EXERCISE AIM - Rewrite all of the lines below, substituting "a single dot for each instance" for every occurrence of "one dot per instance" and leaving everything else unchanged. Do not include the pictures in your answer.
____
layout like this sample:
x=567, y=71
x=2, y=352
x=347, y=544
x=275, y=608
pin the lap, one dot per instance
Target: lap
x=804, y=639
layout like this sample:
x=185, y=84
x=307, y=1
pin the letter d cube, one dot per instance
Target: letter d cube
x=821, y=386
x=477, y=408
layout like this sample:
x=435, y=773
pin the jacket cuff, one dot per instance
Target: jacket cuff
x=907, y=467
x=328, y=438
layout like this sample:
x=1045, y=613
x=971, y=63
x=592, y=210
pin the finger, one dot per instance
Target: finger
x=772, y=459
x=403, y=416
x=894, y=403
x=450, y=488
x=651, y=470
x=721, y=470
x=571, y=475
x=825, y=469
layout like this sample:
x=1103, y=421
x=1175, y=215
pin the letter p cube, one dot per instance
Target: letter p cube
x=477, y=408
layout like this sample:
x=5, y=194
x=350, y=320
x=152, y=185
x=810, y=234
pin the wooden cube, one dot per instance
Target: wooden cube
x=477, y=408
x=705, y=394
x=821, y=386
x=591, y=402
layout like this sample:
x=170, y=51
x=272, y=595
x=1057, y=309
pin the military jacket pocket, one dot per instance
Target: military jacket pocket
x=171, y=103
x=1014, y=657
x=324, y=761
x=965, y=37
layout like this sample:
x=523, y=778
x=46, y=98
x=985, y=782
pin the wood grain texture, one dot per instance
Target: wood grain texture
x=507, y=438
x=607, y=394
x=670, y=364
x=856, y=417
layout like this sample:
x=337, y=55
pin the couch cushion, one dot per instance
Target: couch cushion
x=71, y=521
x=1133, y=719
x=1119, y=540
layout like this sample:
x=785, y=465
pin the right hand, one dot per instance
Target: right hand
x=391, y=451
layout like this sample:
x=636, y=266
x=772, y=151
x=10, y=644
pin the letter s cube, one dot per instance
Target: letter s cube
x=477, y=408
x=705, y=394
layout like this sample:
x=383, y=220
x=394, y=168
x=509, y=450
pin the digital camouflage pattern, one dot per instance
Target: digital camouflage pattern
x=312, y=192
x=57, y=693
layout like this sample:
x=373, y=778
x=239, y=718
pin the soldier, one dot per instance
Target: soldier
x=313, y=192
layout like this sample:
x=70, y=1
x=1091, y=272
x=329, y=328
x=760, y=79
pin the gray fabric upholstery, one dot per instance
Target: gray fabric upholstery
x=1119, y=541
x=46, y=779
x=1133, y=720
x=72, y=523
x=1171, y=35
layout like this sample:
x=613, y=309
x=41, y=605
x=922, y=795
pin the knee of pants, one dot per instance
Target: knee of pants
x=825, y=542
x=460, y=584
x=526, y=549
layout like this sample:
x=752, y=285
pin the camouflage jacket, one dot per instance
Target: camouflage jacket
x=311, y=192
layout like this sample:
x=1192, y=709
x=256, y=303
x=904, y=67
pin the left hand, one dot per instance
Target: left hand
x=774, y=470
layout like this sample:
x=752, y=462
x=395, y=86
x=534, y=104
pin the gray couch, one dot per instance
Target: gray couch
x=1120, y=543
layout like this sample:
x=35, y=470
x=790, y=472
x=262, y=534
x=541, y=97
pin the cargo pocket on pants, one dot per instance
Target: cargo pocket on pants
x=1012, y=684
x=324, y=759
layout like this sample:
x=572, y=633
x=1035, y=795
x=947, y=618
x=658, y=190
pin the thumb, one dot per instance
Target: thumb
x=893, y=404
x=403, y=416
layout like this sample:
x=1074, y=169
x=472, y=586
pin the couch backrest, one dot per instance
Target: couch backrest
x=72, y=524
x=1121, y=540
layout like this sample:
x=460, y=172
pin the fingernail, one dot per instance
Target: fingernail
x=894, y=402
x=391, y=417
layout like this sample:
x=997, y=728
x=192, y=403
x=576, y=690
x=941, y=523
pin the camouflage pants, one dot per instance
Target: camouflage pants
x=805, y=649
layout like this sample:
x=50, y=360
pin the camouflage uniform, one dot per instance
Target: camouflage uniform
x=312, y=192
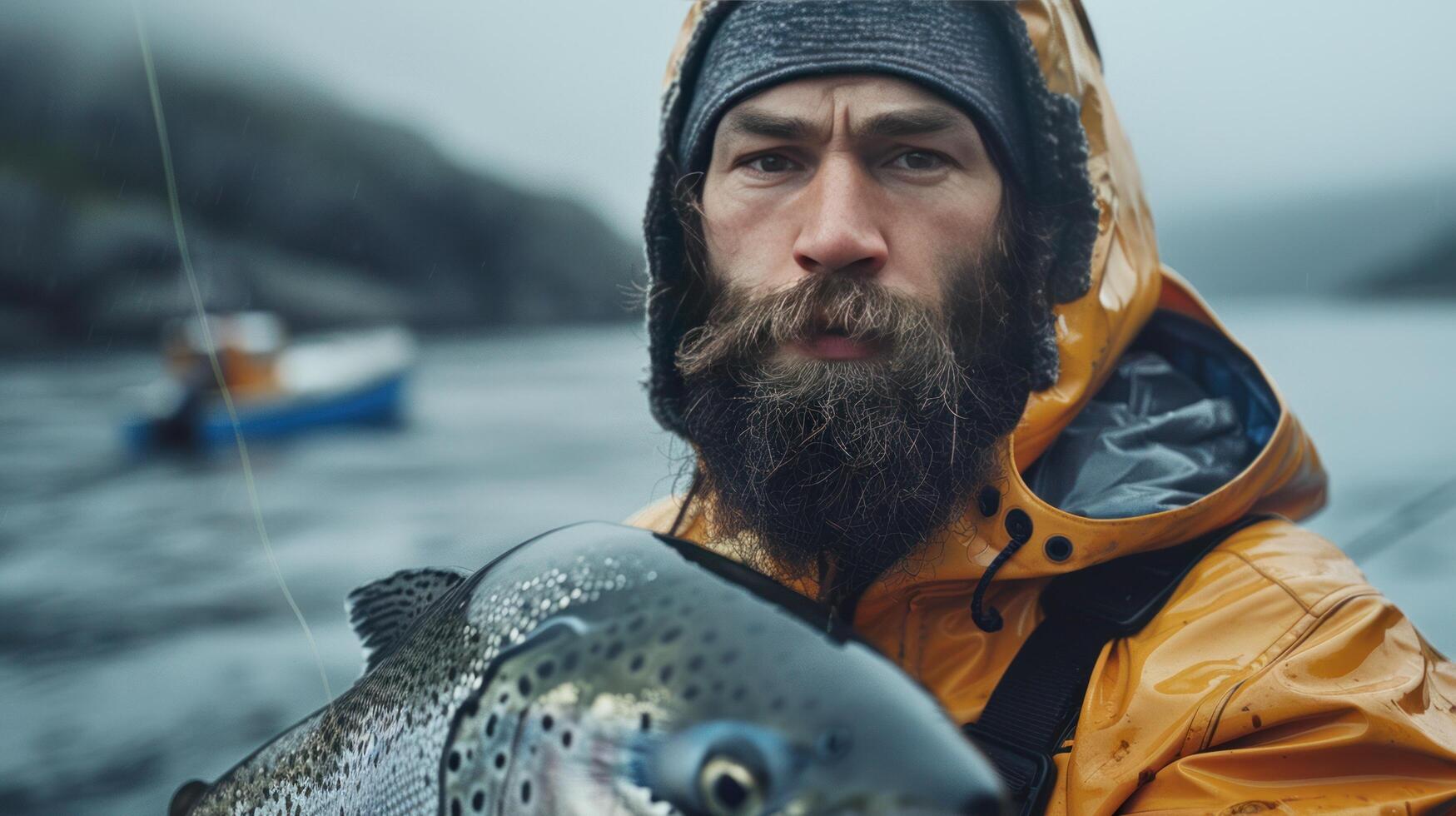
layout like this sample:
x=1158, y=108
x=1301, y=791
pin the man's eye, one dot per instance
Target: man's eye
x=919, y=161
x=771, y=163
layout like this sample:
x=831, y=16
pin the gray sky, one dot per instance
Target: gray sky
x=1224, y=99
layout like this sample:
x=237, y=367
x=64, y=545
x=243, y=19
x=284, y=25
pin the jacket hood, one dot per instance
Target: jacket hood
x=1137, y=347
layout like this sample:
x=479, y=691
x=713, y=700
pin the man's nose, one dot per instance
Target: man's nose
x=841, y=232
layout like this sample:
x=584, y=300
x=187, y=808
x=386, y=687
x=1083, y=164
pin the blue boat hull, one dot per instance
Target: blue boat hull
x=379, y=402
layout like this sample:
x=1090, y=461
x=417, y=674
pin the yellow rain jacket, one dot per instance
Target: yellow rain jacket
x=1275, y=678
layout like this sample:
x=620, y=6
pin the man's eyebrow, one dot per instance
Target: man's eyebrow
x=909, y=122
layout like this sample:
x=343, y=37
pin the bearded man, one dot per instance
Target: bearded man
x=907, y=309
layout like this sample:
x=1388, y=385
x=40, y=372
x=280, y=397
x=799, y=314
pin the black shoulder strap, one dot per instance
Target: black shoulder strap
x=1034, y=707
____
RESPONSE TO THIS TASK -
layout like this sample:
x=567, y=71
x=2, y=352
x=347, y=544
x=275, y=608
pin the lap, a single dot for each instance
Target: lap
x=804, y=639
layout like this sample:
x=185, y=84
x=307, y=1
pin the letter d cube, a single dot for each instance
Target: letter d cube
x=821, y=386
x=477, y=408
layout like this sample:
x=435, y=773
pin the jacket cuff, a single dot for each instance
Target: jacket cuff
x=907, y=467
x=328, y=438
layout like this sample:
x=1045, y=613
x=971, y=63
x=592, y=210
pin the finger, a single dot for each instance
Target: finger
x=772, y=459
x=403, y=416
x=894, y=403
x=450, y=488
x=651, y=470
x=721, y=470
x=571, y=475
x=825, y=469
layout like this sample:
x=1103, y=421
x=1175, y=215
pin the letter p cube, a single dot for each instance
Target: letter p cube
x=477, y=408
layout like this sample:
x=5, y=194
x=350, y=320
x=152, y=185
x=810, y=234
pin the wooden cube, a single dot for each instance
Target: wooden cube
x=477, y=408
x=705, y=394
x=821, y=386
x=591, y=402
layout like this sample:
x=170, y=51
x=272, y=595
x=1057, y=309
pin the military jacket pocket, a single dot for each instance
Target: military jacket pocket
x=171, y=103
x=1014, y=657
x=324, y=761
x=965, y=37
layout like this sample:
x=523, y=778
x=46, y=98
x=985, y=782
pin the wood grain texture, a single dot for each instance
Target: wood grain texture
x=507, y=438
x=607, y=394
x=670, y=364
x=856, y=417
layout like this sample:
x=337, y=55
pin the couch cushion, a single dot for each instance
Target: couch cushion
x=71, y=521
x=1133, y=719
x=1119, y=540
layout like this sample:
x=785, y=465
pin the right hand, a single dot for each instance
Target: right hand
x=391, y=451
layout like this sample:
x=636, y=266
x=772, y=151
x=10, y=644
pin the letter s cube, a single dot for each instance
Target: letter s cube
x=477, y=408
x=705, y=394
layout like this sample:
x=383, y=220
x=394, y=168
x=509, y=450
pin the digital camouflage pattern, a single dot for each instance
Target: digital camouflage pattern
x=312, y=192
x=57, y=693
layout like this sample:
x=373, y=778
x=239, y=718
pin the soldier, a single dot for each instance
Target: soldier
x=313, y=192
layout like this sample:
x=70, y=1
x=1091, y=272
x=329, y=328
x=760, y=79
pin the gray fabric upholstery, a single dot for each instance
Target: gray fabric upholstery
x=1119, y=541
x=46, y=779
x=1133, y=720
x=72, y=523
x=1171, y=35
layout like this sample:
x=613, y=309
x=41, y=605
x=922, y=795
pin the knee of pants, a single dot for each instance
Target: knee of pants
x=825, y=542
x=460, y=584
x=526, y=549
layout like this sample:
x=752, y=285
pin the camouflage jacket, a single dot for each instance
Target: camouflage jacket
x=311, y=192
layout like this sample:
x=1192, y=709
x=256, y=303
x=904, y=67
pin the left hand, a single dot for each instance
Target: left hand
x=774, y=470
layout like this sample:
x=752, y=462
x=395, y=86
x=534, y=104
pin the gray couch, a single dot for each instance
Target: gray couch
x=1120, y=543
layout like this sample:
x=35, y=470
x=790, y=472
x=262, y=534
x=541, y=97
pin the cargo pocket on pants, a single dot for each instance
Target: cargo pocket on pants
x=1012, y=684
x=324, y=759
layout like this sample:
x=572, y=633
x=1035, y=795
x=947, y=618
x=658, y=190
pin the thumb, a single dot for each instance
Target: thumb
x=893, y=404
x=403, y=416
layout like this sample:
x=1074, y=169
x=472, y=586
pin the couch backrest, a single dot for each instance
Target: couch backrest
x=72, y=524
x=1121, y=540
layout like this sample:
x=460, y=172
pin the fingernail, a single dot for each instance
Target: fingernail
x=894, y=402
x=391, y=417
layout like this sample:
x=997, y=728
x=192, y=403
x=576, y=690
x=941, y=523
pin the camouflage pants, a single dot for each instance
Target: camouflage pants
x=805, y=649
layout like this sample:
x=50, y=360
pin the camouflage uniform, a single dot for each instance
Target: camouflage uniform
x=312, y=192
layout like this sample:
x=1158, y=108
x=1301, y=791
pin the man's eye, a single dot for each instance
Target: man's eye
x=919, y=161
x=771, y=163
layout like this sample:
x=831, y=16
pin the gray sky, a single dot for each instance
Target: gray sky
x=1224, y=99
layout like this sample:
x=237, y=367
x=64, y=545
x=243, y=19
x=284, y=25
pin the jacket hood, a single dot for each instance
Target: jacket hood
x=1137, y=347
layout like this sample:
x=479, y=691
x=713, y=700
pin the man's nose, a single dot for each instance
Target: man's nose
x=841, y=232
layout like this sample:
x=584, y=300
x=187, y=808
x=386, y=687
x=1083, y=164
pin the blue boat hull, a single dot for each instance
Target: blue boat hull
x=379, y=402
layout like this sample:
x=1090, y=461
x=417, y=674
pin the yellow rain jacket, a single dot for each instance
Target: yellow rain jacket
x=1275, y=678
layout like this sample:
x=620, y=6
pin the man's eyebrow, a single dot for each instance
Target: man's eyebrow
x=909, y=122
layout like this sample:
x=343, y=37
pin the bearded man, a single dot for each instance
Target: bearded man
x=907, y=309
layout like this sample:
x=1388, y=385
x=40, y=372
x=280, y=397
x=799, y=314
pin the black shoulder strap, a single dot for each instance
Target: black shoulder strap
x=1034, y=707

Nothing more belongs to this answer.